● **Excerpts from a dataset**

────

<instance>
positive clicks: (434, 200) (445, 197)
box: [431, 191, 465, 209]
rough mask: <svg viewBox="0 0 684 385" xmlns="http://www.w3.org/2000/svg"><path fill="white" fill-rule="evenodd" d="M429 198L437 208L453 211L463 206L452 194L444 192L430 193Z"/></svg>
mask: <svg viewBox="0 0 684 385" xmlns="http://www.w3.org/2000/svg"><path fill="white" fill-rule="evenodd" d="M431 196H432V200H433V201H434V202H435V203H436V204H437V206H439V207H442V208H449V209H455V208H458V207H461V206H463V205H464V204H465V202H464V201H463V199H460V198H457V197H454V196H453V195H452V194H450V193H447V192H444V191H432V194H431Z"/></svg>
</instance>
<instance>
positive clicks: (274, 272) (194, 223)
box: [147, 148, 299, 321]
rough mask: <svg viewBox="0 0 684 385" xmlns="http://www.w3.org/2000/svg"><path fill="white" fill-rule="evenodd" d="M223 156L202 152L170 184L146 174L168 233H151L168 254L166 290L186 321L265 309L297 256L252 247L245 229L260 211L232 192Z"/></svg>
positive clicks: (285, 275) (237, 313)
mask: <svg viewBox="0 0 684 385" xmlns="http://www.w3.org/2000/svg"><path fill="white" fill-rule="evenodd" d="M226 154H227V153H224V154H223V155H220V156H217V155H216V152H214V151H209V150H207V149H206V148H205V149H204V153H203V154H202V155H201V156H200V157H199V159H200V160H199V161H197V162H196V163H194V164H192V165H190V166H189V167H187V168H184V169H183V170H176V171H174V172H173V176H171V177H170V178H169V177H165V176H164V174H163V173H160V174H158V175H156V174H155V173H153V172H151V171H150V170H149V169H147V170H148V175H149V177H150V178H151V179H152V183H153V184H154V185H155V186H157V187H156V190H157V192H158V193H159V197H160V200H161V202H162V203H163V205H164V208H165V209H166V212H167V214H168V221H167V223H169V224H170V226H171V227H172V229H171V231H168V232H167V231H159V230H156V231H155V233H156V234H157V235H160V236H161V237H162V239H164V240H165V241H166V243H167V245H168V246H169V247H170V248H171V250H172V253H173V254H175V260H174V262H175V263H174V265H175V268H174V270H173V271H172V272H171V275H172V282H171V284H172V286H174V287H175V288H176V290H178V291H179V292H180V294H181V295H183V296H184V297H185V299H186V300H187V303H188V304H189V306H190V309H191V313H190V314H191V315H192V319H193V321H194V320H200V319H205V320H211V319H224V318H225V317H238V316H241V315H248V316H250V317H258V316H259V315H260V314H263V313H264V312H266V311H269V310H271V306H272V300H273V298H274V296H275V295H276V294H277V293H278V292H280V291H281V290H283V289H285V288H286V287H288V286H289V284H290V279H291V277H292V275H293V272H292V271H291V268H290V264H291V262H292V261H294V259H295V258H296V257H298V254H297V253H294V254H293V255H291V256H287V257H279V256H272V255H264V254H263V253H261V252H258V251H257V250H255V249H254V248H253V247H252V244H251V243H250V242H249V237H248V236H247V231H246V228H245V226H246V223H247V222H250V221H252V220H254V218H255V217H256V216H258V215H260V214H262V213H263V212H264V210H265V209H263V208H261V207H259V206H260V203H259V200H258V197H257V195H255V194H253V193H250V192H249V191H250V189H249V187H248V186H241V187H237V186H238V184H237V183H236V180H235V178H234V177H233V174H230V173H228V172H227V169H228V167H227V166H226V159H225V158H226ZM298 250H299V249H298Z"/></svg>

────

● **TASK DETAILS**
Out of the entries above, write out only the lines between the line holding "</instance>" and the line holding "156L202 152L170 184L146", inclusive, each exactly as given.

● **SOLVED PROBLEM**
</instance>
<instance>
positive clicks: (274, 272) (194, 223)
box: [147, 148, 299, 321]
rough mask: <svg viewBox="0 0 684 385" xmlns="http://www.w3.org/2000/svg"><path fill="white" fill-rule="evenodd" d="M223 156L202 152L170 184L146 174L168 233H151L168 254L166 290L186 321L265 309L297 256L252 247L245 229L260 211L232 192Z"/></svg>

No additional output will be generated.